> **Exercise requirements**: Reproduce word for word everything in the post about kindergarten from "I realize as" down to "eg0centric than political.".

> **Text excerpt**:
I realize as I wrote the title just now that it might be misconstrued as a political post perhaps…indeed strange times when I look at that scene but alas, this is quite a bit more eg0centric than political.
All. About. Me. And. Mahlia
Strange times they are. I spent the day looking at the clock wondering how long it would take for 3pm to get here. I did things that have been on a “to do” list for literally over 12 months but I’ve been putting off because I never get more than 5 minutes of uninterrupted time each day so I use that strictly for bathroom breaks only or a quick returned phone call or friend texting session. But today my precious Mahlia was in her second day of all-day kindergarten and strangely Brady and Ainsley seemed to want nothing to do with me for the first few hours of their day, as they sweetly played (not quite together but in close proximity SO well). So, I organized, baked, meal planned, made the grocery list and a few other lists, wrote letters, sold a few items and mailed a package of items left at our house Christmas 2014. (Warning: Do NOT leave things at my house…clearly I’m a bad returner). I glanced at the clock, 9:30am!! Seriously what now?
It’s been 2 full days of kindergarten and I feel like such a baby! Mahlia is LOVING it so far! (Phew!) I am so thankful for that! I have really been unsure how she would react. She has kept me guessing as to what to expect from her because she’s not completely consistent in her reactions to new things or school-related things. She will love something one day and hate it the next. She’ll be miss independent and all about sitting down and working on something patiently one day and sobbing over me not doing everything for her the next day. But, she’s currently on an independent and confident kick. She even asked to walk herself to school alone! Of course the answer was NO WAY! She doesn’t realize how much the separation has affected me, which I’m thankful for, but I’m still shocked by just how rocked I am.

> **Extracted entries**:
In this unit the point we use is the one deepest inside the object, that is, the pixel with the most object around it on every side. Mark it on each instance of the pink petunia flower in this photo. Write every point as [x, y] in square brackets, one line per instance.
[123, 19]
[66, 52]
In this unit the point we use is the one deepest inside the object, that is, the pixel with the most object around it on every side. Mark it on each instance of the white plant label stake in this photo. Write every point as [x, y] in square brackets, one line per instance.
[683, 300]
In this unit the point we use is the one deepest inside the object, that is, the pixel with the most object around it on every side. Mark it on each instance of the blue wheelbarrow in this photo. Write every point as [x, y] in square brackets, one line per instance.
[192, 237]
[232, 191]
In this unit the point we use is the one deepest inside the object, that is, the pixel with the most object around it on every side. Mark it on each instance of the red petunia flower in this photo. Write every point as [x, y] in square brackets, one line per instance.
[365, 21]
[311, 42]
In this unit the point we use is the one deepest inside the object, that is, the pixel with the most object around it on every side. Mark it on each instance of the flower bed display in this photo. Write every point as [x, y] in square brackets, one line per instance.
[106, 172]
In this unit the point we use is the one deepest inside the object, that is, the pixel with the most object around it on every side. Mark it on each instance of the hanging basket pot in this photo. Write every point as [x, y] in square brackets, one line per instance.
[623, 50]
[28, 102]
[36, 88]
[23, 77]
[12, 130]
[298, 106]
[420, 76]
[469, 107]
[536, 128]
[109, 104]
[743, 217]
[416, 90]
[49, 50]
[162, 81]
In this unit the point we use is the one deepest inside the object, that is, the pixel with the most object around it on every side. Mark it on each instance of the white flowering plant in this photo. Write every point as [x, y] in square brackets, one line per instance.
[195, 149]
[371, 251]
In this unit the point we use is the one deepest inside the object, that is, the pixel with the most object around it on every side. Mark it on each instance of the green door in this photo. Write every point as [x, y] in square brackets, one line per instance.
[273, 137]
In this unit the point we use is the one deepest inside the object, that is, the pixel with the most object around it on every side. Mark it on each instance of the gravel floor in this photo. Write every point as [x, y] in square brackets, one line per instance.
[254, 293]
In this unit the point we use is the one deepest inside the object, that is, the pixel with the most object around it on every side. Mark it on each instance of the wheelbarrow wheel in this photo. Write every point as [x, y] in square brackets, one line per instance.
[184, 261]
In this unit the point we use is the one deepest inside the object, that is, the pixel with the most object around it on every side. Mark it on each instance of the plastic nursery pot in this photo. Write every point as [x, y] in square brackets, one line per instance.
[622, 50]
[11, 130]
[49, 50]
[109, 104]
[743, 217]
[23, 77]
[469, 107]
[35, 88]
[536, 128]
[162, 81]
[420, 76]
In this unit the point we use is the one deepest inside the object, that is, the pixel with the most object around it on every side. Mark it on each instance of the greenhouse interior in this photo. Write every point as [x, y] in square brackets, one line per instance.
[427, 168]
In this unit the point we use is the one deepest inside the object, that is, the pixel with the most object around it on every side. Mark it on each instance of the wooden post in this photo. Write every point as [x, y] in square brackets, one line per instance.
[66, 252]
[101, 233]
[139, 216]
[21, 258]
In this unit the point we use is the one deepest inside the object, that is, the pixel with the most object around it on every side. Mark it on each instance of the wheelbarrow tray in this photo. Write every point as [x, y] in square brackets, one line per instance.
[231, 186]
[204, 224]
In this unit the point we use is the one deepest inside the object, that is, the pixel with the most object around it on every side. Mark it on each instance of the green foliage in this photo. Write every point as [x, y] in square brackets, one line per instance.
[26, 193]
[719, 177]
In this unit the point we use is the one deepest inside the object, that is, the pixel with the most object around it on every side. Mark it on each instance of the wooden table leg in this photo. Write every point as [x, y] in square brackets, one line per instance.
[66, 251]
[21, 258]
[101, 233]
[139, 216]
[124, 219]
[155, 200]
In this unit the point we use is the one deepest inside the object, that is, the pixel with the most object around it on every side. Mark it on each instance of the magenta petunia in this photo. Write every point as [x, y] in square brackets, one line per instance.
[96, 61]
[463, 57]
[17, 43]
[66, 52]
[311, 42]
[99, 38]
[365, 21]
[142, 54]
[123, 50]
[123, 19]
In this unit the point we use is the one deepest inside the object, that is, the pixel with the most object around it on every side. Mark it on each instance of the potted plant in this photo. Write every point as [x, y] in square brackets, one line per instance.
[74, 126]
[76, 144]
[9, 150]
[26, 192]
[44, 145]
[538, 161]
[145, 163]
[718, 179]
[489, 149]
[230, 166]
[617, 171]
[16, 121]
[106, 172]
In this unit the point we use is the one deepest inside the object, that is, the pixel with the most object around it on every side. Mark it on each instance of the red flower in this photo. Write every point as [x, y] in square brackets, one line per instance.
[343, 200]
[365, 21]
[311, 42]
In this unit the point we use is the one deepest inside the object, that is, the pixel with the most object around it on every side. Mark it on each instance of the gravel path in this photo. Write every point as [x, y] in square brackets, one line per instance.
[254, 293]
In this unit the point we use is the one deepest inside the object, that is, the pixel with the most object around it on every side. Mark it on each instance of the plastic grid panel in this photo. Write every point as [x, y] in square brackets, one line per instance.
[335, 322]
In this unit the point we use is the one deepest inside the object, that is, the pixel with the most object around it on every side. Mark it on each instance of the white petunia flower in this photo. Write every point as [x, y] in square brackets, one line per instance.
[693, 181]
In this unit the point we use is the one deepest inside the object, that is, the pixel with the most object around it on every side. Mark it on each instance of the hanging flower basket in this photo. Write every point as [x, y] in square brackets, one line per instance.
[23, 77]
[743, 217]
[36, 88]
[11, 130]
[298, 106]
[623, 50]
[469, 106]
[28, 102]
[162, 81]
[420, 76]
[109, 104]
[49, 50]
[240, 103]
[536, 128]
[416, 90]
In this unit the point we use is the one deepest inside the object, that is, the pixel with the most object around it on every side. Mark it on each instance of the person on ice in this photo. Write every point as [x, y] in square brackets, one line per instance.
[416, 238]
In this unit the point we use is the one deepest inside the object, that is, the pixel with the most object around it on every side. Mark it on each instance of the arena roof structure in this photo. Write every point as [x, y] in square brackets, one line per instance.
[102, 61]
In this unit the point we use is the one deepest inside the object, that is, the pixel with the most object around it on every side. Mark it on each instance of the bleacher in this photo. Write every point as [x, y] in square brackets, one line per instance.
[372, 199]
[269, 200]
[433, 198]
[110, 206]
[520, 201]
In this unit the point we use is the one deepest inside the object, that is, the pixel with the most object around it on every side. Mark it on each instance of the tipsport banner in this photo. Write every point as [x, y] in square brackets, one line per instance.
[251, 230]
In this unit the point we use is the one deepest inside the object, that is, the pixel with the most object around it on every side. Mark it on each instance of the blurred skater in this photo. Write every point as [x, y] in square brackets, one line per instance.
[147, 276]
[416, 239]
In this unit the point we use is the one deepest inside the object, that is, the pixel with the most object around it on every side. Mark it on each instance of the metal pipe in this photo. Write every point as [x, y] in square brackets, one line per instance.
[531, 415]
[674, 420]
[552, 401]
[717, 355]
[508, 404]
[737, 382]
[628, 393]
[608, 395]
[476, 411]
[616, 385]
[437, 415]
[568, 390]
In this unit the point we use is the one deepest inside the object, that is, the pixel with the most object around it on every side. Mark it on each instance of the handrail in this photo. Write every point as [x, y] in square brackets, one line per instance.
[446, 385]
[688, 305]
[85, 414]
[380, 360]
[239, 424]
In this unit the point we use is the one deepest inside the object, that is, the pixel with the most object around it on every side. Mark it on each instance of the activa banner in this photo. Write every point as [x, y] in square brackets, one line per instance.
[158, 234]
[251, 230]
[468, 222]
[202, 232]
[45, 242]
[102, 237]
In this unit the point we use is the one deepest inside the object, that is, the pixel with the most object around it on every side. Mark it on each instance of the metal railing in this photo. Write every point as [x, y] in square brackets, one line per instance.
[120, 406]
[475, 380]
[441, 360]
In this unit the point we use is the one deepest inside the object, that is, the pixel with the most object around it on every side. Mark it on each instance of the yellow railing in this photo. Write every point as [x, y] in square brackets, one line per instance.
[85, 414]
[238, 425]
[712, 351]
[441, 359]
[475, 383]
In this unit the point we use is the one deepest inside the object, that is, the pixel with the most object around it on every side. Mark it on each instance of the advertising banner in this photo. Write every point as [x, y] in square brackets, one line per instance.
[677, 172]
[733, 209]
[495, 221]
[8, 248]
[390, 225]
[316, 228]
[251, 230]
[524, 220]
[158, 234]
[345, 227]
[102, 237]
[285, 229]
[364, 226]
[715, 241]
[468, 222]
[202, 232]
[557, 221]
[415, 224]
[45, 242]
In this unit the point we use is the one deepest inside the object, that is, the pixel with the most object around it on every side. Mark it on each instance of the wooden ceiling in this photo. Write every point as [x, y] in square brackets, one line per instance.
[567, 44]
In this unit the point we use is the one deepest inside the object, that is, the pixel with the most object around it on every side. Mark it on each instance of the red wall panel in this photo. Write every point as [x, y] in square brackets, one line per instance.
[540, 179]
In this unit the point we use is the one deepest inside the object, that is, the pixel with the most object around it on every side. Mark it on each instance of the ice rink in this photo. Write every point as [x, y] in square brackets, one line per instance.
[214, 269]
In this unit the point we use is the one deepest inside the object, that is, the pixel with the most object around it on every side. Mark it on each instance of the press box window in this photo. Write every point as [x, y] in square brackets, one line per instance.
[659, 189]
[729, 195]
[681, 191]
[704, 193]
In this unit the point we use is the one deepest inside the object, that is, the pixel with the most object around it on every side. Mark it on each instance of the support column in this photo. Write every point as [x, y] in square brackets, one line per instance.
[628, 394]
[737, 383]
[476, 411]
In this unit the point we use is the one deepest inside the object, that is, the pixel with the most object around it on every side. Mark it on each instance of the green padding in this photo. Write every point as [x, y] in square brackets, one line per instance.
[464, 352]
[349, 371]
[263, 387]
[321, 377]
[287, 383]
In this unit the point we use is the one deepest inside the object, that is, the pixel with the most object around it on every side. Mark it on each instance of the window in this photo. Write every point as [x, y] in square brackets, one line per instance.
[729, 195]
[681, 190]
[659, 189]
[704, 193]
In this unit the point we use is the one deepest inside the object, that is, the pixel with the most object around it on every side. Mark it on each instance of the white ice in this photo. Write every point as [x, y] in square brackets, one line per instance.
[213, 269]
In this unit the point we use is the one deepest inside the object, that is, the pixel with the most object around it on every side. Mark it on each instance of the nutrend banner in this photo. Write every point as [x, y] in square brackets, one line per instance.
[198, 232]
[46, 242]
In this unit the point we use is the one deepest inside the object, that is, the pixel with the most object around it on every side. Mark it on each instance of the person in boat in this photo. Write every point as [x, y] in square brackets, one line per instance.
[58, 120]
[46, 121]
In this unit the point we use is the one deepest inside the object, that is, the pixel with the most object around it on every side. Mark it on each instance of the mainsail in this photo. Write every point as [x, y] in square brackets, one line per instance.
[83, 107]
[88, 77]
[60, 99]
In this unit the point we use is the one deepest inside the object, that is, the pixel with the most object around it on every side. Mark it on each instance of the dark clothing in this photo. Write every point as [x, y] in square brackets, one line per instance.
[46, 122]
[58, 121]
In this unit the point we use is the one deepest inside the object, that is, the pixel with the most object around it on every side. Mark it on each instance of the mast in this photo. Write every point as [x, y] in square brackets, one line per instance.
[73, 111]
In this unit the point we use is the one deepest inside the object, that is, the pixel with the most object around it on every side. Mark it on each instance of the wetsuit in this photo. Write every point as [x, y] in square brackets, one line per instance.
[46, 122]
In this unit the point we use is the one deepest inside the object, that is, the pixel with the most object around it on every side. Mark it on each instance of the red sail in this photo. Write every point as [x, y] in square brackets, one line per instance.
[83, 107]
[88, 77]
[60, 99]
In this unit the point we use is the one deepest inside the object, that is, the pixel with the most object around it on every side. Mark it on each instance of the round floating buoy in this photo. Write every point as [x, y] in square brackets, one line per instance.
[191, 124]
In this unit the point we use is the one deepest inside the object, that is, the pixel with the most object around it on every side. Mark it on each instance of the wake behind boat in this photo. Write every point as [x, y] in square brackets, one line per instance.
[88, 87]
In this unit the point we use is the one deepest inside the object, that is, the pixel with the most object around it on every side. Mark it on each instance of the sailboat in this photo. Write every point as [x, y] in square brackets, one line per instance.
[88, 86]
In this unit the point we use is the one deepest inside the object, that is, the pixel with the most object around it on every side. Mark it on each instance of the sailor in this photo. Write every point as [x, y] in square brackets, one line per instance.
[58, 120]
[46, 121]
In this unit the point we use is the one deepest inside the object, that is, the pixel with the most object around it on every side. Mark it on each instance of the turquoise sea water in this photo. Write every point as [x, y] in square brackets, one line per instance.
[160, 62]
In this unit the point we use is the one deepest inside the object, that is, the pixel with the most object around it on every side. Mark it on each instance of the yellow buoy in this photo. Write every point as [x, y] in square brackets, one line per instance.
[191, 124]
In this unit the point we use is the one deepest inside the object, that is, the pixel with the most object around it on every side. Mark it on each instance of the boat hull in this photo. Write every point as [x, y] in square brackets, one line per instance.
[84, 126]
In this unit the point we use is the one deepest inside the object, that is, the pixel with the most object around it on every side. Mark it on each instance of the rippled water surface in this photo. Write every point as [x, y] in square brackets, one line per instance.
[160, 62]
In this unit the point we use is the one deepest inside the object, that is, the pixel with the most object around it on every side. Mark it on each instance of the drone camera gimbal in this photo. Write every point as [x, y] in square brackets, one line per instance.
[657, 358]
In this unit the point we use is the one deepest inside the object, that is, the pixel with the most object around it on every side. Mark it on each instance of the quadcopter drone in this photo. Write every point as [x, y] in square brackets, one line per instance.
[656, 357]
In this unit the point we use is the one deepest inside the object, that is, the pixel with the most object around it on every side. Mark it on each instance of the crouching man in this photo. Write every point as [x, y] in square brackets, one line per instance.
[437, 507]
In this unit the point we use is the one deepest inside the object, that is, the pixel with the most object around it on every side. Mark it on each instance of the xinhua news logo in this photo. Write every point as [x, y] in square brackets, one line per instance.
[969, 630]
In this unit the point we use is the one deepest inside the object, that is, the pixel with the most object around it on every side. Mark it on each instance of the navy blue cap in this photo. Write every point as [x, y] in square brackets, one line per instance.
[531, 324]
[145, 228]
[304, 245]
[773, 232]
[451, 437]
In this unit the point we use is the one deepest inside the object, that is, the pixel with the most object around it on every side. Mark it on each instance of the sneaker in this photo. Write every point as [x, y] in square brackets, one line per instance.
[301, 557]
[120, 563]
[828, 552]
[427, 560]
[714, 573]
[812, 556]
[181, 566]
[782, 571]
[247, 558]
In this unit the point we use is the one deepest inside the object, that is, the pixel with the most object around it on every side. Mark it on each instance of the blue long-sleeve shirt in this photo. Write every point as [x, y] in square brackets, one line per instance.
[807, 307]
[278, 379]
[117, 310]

> **Written answer**:
I realize as I wrote the title just now that it might be misconstrued as a political post perhaps…indeed strange times when I look at that scene but alas, this is quite a bit more eg0centric than political.